Supplied material:

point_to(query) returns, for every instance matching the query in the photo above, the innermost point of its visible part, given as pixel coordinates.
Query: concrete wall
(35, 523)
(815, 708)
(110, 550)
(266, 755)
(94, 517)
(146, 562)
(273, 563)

Task to carry out: Copy the material above word for word, keeping every line in its original order.

Solved exercise:
point_to(query) returns, for every instance matching the query in the photo above, the innermost point of its visible part, given as pixel coordinates.
Query: concrete wall
(35, 523)
(815, 708)
(110, 550)
(266, 755)
(94, 517)
(146, 562)
(273, 563)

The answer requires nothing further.